▸ **ÉNONCÉ DU PROBLÈME A**: Identifiez toutes les lignes des enregistrements qui contiennent le mot "backpack", puis recopiez-les. La casse compte.

▸ **TEXTE À LIRE**:
---------------
Cannabis : des nouveaux arguments pour maintenir la prohibition ?
Depuis quelques mois, des services d’urgence, des CSAPA, et plusieurs centres d’addictovigilance et agences régionales de santé (ARS) tirent la sonnette d’alarme sur la circulation de cannabis fortement dosés, voire additionnés de produits de synthèse à fort potentiel psychotrope. Plusieurs reportages ou articles y ont dernièrement été consacrés comme par exemple l’article du Monde sur les « les nouvelles formes de cannabis »[1] ou un reportage sur France 2.[2]
Les faits décrits dans ces médias par les professionnels de santé, la police et les autorités sont-ils de nature à changer la donne sur la question de la légalisation du cannabis ? Posée depuis plusieurs années, cette question est plus que jamais d’actualité face au constat d’échec manifeste de la politique actuelle de prohibition. S’il n’est pas question d’occulter les dangers bien réels de ces molécules, il est à craindre que ces derniers soient instrumentalisés dans le débat qui s’est enfin ouvert sur la légalisation du cannabis. Et les périodes électorales qui s’annoncent y seront propices.
---------------
Enregistrements bruts
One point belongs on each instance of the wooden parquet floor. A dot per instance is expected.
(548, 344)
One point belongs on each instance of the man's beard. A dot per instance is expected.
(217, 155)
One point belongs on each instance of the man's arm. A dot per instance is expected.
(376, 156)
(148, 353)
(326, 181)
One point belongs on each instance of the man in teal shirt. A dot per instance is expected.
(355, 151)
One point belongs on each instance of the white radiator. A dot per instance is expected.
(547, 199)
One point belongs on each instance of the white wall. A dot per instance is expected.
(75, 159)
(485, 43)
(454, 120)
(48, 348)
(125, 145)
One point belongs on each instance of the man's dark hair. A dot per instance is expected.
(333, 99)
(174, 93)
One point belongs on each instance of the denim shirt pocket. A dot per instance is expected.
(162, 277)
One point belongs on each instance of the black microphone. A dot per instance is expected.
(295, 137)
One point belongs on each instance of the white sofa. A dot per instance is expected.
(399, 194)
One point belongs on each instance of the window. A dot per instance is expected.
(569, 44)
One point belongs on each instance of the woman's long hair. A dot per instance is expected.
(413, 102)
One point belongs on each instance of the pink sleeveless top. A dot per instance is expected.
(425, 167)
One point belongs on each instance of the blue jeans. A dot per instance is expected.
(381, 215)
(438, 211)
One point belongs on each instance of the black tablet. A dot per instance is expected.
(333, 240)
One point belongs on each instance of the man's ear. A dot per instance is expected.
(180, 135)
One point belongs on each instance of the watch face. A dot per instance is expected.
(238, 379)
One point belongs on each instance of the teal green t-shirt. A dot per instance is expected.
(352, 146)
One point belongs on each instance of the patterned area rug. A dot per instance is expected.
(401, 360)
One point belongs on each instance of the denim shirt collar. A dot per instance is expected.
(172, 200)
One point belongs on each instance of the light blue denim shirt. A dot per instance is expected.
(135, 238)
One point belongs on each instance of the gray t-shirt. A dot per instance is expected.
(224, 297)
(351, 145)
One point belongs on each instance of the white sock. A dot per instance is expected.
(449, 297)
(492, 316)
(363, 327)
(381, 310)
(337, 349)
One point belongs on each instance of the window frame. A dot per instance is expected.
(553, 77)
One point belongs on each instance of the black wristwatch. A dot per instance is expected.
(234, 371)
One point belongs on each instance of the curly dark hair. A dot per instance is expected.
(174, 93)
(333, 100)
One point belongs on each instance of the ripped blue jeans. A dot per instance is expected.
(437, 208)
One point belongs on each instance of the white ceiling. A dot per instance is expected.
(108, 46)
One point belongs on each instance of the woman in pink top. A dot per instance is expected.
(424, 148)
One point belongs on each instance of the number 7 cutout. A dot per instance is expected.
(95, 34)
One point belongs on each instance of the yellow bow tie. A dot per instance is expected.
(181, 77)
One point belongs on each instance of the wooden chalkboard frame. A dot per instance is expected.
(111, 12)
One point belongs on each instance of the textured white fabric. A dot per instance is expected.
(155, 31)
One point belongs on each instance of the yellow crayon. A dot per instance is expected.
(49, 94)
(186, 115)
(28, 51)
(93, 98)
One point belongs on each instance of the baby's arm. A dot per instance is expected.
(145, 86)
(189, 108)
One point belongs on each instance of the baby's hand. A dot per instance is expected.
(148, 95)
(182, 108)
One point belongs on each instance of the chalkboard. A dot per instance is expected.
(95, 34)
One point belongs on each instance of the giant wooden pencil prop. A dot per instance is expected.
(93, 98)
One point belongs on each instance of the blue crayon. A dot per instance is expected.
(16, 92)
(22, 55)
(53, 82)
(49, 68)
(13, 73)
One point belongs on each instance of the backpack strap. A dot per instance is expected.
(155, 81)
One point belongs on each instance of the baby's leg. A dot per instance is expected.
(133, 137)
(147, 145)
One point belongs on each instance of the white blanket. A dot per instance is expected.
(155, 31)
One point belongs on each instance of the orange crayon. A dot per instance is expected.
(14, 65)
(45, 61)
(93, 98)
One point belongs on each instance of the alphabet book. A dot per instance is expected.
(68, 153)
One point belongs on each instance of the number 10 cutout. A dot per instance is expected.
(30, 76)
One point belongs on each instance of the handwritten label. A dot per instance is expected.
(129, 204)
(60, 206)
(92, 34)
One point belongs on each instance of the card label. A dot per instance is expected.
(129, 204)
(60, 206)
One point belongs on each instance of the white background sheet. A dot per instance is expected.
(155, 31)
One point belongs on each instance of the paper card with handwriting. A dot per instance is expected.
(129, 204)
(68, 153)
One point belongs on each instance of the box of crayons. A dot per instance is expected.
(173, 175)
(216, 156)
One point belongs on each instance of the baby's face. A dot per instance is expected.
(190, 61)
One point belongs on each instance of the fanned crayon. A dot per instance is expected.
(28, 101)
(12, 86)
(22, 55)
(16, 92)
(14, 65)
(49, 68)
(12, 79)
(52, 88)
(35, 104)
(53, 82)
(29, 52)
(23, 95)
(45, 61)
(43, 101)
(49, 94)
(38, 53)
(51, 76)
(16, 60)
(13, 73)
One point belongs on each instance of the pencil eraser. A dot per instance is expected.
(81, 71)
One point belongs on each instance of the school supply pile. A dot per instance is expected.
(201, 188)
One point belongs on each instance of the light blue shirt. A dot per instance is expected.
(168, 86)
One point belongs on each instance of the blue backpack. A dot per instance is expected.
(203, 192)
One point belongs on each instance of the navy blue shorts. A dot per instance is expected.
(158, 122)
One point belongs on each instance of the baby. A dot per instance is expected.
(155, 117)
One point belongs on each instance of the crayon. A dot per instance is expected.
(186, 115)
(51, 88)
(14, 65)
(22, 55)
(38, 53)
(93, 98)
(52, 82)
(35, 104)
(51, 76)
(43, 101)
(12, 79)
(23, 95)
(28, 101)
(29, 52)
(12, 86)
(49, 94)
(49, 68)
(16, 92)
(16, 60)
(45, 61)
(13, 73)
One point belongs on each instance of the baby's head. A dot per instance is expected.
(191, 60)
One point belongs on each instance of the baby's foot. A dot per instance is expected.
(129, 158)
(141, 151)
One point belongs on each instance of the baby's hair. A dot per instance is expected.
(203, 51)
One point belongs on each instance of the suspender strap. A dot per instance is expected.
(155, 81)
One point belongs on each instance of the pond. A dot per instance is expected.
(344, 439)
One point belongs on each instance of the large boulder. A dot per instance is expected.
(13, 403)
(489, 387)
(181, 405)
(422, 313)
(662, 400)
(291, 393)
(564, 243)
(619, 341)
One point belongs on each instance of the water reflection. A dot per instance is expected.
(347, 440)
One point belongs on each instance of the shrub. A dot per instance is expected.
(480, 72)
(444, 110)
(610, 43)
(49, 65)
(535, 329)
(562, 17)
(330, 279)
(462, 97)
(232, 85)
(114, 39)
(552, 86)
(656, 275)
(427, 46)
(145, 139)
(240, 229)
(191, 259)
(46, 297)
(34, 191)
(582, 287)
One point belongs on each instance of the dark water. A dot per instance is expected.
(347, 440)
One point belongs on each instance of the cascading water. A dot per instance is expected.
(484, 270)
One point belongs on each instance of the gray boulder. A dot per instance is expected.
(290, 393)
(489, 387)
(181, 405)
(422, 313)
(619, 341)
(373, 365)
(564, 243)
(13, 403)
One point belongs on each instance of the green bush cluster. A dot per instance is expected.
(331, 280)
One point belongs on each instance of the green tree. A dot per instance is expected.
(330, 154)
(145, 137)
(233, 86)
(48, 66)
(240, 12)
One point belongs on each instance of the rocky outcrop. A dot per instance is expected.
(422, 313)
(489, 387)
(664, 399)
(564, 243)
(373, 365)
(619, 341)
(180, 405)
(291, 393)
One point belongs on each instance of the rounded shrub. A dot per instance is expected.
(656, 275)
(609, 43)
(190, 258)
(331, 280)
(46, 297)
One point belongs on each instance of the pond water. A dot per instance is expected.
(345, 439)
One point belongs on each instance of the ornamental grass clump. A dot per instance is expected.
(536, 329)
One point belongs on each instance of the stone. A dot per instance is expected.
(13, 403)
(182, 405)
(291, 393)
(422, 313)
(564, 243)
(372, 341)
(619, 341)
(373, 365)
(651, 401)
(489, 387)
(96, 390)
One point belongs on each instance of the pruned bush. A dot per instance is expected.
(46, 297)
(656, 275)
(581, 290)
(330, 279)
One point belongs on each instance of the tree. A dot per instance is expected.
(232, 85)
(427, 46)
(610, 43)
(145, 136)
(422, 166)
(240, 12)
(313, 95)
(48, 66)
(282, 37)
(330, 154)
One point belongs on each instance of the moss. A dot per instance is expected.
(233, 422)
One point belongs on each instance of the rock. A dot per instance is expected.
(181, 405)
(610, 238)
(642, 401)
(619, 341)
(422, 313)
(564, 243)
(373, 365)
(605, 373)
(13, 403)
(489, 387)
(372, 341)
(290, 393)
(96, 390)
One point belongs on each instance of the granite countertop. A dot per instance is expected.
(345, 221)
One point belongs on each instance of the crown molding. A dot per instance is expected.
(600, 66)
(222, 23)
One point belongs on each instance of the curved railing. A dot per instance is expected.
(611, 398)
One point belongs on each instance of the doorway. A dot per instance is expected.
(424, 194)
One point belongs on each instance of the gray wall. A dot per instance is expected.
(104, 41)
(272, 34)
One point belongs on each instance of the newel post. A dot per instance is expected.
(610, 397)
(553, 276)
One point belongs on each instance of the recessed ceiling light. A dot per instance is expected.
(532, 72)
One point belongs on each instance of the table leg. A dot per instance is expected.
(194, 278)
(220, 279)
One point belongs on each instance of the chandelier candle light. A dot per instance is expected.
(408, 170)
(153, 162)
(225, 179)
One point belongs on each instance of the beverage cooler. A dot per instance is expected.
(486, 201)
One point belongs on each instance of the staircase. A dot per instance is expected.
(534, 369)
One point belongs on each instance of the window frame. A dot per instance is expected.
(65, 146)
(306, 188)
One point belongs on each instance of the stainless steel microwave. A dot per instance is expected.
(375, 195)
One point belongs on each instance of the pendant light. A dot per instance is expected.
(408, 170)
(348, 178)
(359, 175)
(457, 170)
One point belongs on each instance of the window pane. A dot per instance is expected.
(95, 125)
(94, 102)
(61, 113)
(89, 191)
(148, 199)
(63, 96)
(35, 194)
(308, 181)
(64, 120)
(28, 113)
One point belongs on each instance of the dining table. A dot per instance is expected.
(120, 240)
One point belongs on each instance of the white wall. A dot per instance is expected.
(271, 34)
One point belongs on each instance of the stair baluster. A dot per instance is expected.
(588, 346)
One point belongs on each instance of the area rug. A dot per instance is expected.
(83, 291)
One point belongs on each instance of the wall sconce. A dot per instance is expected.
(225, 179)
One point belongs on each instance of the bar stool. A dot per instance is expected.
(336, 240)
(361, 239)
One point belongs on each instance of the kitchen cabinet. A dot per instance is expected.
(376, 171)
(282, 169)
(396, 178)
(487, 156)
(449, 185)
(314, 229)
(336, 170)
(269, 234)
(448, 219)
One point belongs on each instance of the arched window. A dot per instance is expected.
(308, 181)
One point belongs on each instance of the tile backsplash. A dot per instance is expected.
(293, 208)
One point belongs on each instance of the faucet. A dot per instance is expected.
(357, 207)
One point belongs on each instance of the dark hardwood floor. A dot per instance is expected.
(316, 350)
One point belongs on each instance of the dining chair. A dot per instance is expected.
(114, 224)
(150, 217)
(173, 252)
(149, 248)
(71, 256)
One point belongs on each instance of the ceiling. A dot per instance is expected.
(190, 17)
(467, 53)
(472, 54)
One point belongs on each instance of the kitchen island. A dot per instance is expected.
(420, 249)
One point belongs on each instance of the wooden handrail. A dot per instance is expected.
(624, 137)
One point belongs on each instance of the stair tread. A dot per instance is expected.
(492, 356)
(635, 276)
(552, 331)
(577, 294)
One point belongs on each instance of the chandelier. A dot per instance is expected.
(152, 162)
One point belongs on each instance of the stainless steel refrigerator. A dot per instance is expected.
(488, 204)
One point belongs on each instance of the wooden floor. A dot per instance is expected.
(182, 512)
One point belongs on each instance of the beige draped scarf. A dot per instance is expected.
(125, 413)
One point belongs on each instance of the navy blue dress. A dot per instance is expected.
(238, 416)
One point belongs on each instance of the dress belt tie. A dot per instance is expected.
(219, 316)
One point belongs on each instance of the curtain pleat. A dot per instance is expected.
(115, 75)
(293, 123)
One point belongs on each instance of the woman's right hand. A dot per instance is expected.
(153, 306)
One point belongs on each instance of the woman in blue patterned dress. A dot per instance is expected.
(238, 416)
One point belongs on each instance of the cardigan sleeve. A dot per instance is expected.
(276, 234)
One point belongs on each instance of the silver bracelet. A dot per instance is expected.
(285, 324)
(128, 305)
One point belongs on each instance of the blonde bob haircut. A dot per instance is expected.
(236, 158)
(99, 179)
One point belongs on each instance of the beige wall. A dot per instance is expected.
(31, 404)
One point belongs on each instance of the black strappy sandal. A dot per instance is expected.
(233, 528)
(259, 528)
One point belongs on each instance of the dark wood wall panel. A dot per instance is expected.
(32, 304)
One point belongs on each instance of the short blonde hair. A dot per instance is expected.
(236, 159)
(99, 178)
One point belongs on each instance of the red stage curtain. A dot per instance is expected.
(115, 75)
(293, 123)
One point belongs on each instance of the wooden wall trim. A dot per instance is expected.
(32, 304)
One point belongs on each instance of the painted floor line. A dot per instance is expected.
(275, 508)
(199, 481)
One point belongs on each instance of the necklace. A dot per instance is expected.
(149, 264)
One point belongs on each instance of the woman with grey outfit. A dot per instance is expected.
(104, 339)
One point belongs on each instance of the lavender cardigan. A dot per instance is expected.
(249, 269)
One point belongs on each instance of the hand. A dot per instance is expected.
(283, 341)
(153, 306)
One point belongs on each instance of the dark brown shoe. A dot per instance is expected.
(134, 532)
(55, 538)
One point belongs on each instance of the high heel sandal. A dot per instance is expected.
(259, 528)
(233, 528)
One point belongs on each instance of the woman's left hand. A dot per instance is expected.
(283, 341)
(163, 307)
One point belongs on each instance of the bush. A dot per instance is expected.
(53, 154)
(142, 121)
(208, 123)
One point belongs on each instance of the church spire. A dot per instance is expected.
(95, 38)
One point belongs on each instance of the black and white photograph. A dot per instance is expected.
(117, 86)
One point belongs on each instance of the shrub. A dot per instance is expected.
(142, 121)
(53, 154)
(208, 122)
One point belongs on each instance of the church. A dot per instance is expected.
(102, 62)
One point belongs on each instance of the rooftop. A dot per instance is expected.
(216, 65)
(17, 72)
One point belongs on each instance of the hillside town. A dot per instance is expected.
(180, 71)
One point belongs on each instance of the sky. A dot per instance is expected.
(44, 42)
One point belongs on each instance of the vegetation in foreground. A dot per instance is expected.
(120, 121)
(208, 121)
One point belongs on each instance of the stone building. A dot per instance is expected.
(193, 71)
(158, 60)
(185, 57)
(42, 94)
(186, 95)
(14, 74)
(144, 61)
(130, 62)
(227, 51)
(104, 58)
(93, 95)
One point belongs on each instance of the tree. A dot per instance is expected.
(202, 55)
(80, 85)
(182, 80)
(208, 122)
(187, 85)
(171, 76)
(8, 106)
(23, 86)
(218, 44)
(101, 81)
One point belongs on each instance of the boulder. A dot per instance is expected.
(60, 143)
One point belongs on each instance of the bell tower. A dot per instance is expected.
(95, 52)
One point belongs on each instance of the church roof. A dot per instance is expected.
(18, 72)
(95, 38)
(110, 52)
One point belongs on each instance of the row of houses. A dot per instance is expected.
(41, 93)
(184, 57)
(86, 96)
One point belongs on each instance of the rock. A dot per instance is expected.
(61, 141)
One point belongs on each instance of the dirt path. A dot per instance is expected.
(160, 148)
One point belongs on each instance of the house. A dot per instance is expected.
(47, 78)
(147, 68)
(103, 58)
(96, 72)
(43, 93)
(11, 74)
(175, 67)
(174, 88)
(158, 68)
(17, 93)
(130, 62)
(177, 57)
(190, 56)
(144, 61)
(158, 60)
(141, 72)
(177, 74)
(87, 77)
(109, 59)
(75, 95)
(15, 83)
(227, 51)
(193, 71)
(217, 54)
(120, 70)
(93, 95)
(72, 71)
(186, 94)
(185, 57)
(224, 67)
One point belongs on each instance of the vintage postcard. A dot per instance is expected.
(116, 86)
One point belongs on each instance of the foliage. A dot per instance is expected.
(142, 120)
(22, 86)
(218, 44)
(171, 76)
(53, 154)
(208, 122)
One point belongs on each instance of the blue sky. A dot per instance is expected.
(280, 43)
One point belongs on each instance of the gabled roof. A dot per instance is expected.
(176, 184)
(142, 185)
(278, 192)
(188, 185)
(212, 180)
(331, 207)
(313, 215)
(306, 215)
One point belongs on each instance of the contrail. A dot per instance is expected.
---------------
▸ **ÉNONCÉ DU PROBLÈME B**: D'après le texte à lire, quelle politique fait l'objet d'un constat d'échec manifeste ?

▸ **RÉSULTAT OBTENU A**:
One point belongs on each instance of the backpack strap. A dot per instance is expected.
One point belongs on each instance of the blue backpack. A dot per instance is expected.

▸ **RÉSULTAT OBTENU B**: La politique actuelle de prohibition du cannabis.